There are two main kinds of optical telescopes—refracting and reflecting. Refracting telescopes use a lens to magnify objects; reflecting telescopes use a curved mirror.


A. Refracting Telescopes


Refracting telescopes, or refractors, use a glass lens to bend, or refract, starlight and bring it to a focus. The lens is convex, meaning that the center of the lens is its thickest part, and the lens becomes thinner toward its edges. A convex lens bends light at the edge of the lens to a greater angle than light coming through the center, so all of the rays converge to a focus. The distance between the lens and the place where the rays converge is called the focal length of the lens. A refracting telescope's light-gathering power is proportional to the size of the objective, or main, lens and to the ratio of the focal lengths of the objective lens and the eyepiece.

Refracting telescopes are typically hampered by chromatic aberration, which causes different colors of light to come to a different focus because every color has its own degree of refraction. Chromatic aberration causes the image of a star or planet to be surrounded by circles of different colors.

Another fundamental limitation of refractors is that lenses with diameters beyond 40 in (100 cm) are impractical because they weigh more than half a ton and sag under their own weight, distorting the starlight. They cannot be supported from behind, as optical mirrors are.


B. Reflecting Telescopes


A reflecting telescope uses a precisely curved mirror instead of a lens to collect starlight. The mirror is concave—that is, shaped like the inside of a dish—a shape that brings reflected light waves to a focus at a point above the mirror. Reflecting telescopes are especially useful for gathering light from dim objects. A reflecting telescope's light sensitivity increases with the square of the diameter of the telescope's mirror, so doubling the mirror's diameter increases light-gathering power by a factor of four. Not only can a larger telescope see fainter objects, but it can also obtain the data in a fraction of the time required for a smaller telescope. Larger reflecting telescopes can typically detect objects that are a millionth or a billionth the brightness of the faintest star seen by the human eye.

**To do**.
Rewrite everything in the passage on optical telescopes from "There are two" down to "and the eyepiece.", changing "convex" to "bulging". The entries that follow bear no relation to the passage on optical telescopes.

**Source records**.
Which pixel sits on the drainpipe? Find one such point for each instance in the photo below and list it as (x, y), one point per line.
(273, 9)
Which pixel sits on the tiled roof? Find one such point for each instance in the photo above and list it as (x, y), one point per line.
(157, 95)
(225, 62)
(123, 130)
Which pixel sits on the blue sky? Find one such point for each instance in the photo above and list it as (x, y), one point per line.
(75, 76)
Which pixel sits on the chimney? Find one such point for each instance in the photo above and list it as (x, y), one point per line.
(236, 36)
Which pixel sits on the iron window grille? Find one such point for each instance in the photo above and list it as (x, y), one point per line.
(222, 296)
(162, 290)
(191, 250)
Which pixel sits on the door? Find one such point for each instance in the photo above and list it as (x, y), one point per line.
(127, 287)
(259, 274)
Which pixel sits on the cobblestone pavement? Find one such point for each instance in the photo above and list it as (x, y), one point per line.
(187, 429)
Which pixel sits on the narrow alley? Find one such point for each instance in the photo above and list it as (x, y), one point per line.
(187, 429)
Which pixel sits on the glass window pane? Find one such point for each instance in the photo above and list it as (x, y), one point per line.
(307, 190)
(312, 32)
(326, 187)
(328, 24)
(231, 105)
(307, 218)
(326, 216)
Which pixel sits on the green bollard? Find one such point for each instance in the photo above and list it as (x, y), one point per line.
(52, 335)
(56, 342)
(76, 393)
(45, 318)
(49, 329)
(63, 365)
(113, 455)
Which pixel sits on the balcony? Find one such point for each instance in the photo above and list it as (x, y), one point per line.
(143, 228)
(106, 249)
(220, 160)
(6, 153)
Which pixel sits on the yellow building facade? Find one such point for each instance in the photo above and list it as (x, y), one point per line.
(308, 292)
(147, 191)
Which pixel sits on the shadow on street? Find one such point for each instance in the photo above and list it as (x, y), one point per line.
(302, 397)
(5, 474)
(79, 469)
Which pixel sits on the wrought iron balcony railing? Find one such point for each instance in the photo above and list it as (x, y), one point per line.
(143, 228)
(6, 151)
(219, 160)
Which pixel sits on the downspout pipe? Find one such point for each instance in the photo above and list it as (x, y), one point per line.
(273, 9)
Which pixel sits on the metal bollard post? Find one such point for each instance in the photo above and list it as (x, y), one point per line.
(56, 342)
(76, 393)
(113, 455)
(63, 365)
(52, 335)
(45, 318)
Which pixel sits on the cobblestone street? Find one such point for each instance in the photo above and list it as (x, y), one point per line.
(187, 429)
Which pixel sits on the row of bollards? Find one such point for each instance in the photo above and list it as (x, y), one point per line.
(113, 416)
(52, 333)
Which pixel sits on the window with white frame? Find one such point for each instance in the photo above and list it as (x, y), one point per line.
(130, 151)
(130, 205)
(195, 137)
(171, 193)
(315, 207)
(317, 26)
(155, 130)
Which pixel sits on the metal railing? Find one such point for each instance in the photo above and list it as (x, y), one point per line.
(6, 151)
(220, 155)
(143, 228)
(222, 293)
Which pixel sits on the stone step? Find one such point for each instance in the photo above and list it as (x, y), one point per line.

**Exercise response**.
There are two main kinds of optical telescopes—refracting and reflecting. Refracting telescopes use a lens to magnify objects; reflecting telescopes use a curved mirror.


A. Refracting Telescopes


Refracting telescopes, or refractors, use a glass lens to bend, or refract, starlight and bring it to a focus. The lens is bulging, meaning that the center of the lens is its thickest part, and the lens becomes thinner toward its edges. A bulging lens bends light at the edge of the lens to a greater angle than light coming through the center, so all of the rays converge to a focus. The distance between the lens and the place where the rays converge is called the focal length of the lens. A refracting telescope's light-gathering power is proportional to the size of the objective, or main, lens and to the ratio of the focal lengths of the objective lens and the eyepiece.